__What you need to do__. The word "blue" marks the lines to keep; find each one in the data and copy it.

(Phrase grounding data)
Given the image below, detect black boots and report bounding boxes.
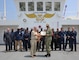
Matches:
[45,54,51,57]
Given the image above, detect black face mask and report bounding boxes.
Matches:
[46,26,49,29]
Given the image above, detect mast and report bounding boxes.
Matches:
[3,0,6,20]
[77,0,79,17]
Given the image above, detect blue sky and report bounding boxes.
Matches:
[65,0,77,16]
[0,0,77,20]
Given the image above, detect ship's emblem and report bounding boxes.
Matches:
[25,13,55,21]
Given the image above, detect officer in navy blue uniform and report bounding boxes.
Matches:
[55,28,60,50]
[3,28,12,51]
[59,28,65,50]
[23,28,30,51]
[10,29,15,50]
[65,27,71,50]
[70,27,77,51]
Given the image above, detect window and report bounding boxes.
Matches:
[54,2,60,11]
[28,2,34,11]
[37,2,43,11]
[19,2,26,11]
[46,2,52,11]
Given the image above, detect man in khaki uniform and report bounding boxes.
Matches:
[30,27,41,57]
[45,24,52,57]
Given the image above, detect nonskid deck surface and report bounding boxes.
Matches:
[0,45,79,60]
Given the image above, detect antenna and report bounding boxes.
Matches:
[3,0,6,20]
[63,5,67,19]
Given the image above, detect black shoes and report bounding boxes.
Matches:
[45,54,51,57]
[33,55,36,56]
[70,49,77,52]
[15,50,18,51]
[48,54,51,57]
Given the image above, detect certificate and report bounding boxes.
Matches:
[40,31,46,36]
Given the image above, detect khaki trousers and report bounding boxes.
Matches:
[15,40,22,50]
[30,40,37,56]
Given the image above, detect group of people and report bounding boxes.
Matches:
[3,24,77,57]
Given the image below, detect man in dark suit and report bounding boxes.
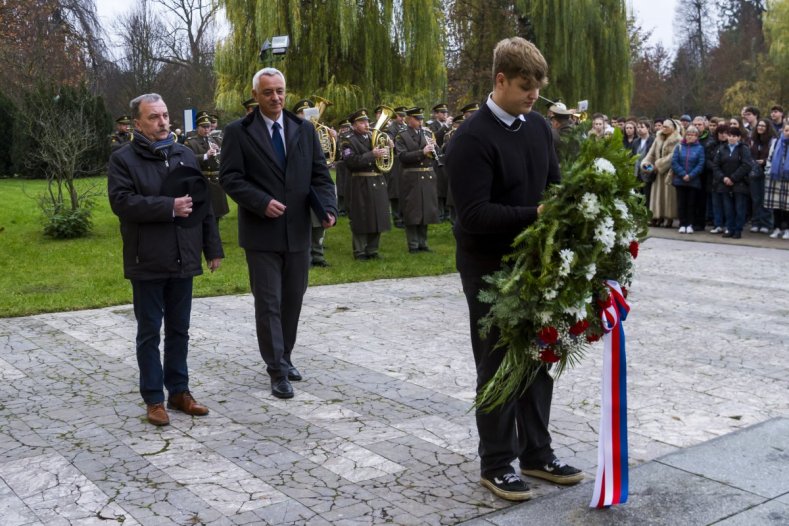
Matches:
[219,67,337,399]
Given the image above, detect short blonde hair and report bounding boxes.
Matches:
[492,37,549,89]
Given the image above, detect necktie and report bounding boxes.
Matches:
[271,121,286,169]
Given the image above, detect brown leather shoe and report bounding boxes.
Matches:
[146,403,170,426]
[167,391,209,416]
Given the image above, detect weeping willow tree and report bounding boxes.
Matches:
[447,0,632,116]
[215,0,446,123]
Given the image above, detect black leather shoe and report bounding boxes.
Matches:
[271,378,294,399]
[287,366,302,381]
[311,260,330,268]
[418,246,432,252]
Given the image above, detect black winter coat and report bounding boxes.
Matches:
[712,142,753,194]
[108,140,224,280]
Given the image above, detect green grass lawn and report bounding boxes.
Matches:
[0,176,458,318]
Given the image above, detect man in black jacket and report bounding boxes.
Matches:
[108,93,224,426]
[220,68,337,399]
[445,37,582,502]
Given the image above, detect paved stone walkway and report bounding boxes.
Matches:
[0,237,787,525]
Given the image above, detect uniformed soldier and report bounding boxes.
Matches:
[291,99,331,268]
[110,115,132,152]
[335,118,352,216]
[395,107,440,252]
[184,113,229,221]
[341,108,391,260]
[443,114,464,224]
[459,102,480,118]
[386,106,408,228]
[242,97,259,115]
[428,103,451,221]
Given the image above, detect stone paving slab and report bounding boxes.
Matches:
[463,417,789,526]
[0,236,788,524]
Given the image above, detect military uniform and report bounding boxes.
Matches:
[427,104,451,220]
[443,113,464,223]
[110,115,132,152]
[386,106,409,228]
[335,121,352,215]
[341,109,391,259]
[395,107,440,252]
[184,115,229,219]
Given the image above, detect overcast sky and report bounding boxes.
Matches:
[95,0,680,56]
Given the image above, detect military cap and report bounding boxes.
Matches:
[209,113,219,122]
[196,114,212,126]
[432,103,448,113]
[373,105,386,114]
[549,102,573,116]
[242,97,259,109]
[406,107,425,119]
[195,110,210,121]
[115,115,131,124]
[338,118,352,128]
[394,106,408,116]
[460,102,480,114]
[452,114,464,124]
[350,108,370,122]
[292,98,315,114]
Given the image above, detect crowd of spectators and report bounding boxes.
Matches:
[595,106,789,240]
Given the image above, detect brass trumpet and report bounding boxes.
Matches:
[311,95,337,164]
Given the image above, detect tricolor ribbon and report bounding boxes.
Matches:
[590,279,630,508]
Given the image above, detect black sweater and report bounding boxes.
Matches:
[445,103,560,258]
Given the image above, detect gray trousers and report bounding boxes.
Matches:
[405,225,428,250]
[352,233,381,258]
[245,249,310,379]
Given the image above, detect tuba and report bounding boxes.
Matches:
[311,95,337,165]
[370,105,394,173]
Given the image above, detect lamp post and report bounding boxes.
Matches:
[259,35,290,66]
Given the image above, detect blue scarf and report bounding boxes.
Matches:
[770,137,789,181]
[133,130,176,160]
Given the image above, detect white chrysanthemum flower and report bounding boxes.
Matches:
[594,216,616,253]
[563,303,587,321]
[543,289,558,300]
[558,249,574,277]
[579,193,600,220]
[613,199,630,221]
[593,157,616,175]
[538,311,552,324]
[585,263,597,281]
[617,228,636,246]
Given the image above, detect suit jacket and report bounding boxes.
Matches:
[220,109,337,252]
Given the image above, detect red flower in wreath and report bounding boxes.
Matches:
[628,240,639,259]
[537,326,559,345]
[621,286,628,298]
[586,332,602,343]
[539,348,561,363]
[569,319,590,336]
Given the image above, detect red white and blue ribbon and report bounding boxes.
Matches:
[590,279,630,508]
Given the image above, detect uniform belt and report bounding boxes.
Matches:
[352,171,379,177]
[403,167,432,172]
[203,171,220,177]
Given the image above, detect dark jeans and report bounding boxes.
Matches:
[675,186,697,228]
[749,176,773,229]
[721,192,748,234]
[131,278,193,405]
[457,249,554,475]
[710,192,726,228]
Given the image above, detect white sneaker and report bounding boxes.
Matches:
[686,226,694,234]
[678,226,686,234]
[710,226,723,234]
[783,230,789,240]
[759,227,770,234]
[750,226,759,233]
[769,229,782,239]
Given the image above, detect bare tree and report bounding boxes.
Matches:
[115,0,170,98]
[153,0,220,69]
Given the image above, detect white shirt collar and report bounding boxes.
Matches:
[486,93,525,127]
[259,110,285,132]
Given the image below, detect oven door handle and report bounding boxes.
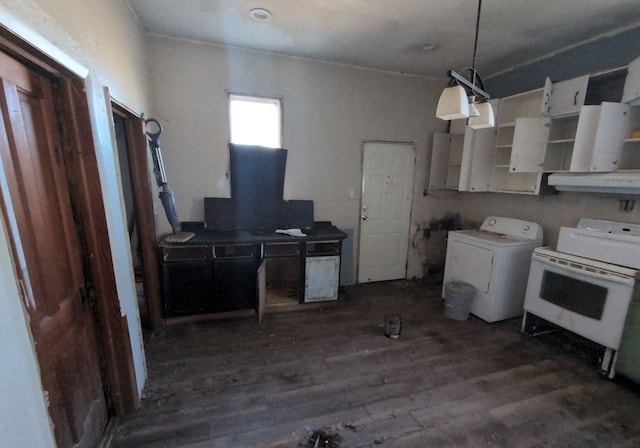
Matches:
[533,254,636,286]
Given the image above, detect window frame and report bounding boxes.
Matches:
[227,92,284,148]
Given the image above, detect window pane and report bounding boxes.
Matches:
[229,95,281,148]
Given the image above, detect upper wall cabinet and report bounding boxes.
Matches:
[541,68,628,173]
[429,58,640,195]
[491,90,548,194]
[429,112,497,192]
[428,119,467,191]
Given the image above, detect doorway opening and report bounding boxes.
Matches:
[111,103,163,330]
[113,111,148,327]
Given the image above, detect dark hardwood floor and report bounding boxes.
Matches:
[109,280,640,447]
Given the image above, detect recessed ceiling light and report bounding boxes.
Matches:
[421,43,439,51]
[250,8,272,21]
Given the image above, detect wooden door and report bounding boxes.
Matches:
[358,142,415,283]
[0,51,107,447]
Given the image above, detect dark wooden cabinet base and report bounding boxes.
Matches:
[159,226,346,320]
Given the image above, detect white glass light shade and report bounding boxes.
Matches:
[436,85,469,120]
[468,102,495,129]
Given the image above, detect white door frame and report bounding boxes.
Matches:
[357,140,416,284]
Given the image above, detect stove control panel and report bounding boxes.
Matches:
[578,218,640,237]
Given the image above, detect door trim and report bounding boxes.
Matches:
[0,27,139,415]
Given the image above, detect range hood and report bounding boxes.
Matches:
[548,172,640,195]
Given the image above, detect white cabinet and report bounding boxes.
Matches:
[542,75,589,117]
[543,114,578,171]
[541,69,628,173]
[428,64,636,195]
[571,102,629,172]
[428,116,495,192]
[619,105,640,170]
[491,89,547,194]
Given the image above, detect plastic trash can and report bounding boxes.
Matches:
[444,281,475,321]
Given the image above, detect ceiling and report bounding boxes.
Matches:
[127,0,640,80]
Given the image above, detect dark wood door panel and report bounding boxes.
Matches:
[0,50,107,448]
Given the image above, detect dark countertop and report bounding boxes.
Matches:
[160,225,347,247]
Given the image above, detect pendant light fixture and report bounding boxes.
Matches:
[436,0,494,129]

__Output for this exercise__.
Given the image above, detect blue sky and report bounding boxes.
Given the image above, detect officer in navy blue uniform and report bounding boxes.
Given the image above, detect blue scarf and report bounding boxes.
Given the image above, detect red white and blue ribbon and report bounding boxes.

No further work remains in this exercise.